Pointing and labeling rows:
--- Start ---
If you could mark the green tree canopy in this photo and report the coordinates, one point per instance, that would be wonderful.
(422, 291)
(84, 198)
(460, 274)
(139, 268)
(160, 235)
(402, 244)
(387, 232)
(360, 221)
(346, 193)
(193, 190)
--- End ---
OBJECTIVE: Can you copy the rows above verbatim, keeping every line intact?

EXERCISE SOLUTION:
If you could mark the green tree canopy in this photo and report the coordinates, one point per instance, that would be wonderful.
(422, 291)
(84, 198)
(460, 274)
(139, 268)
(160, 235)
(402, 244)
(387, 232)
(360, 221)
(346, 193)
(193, 190)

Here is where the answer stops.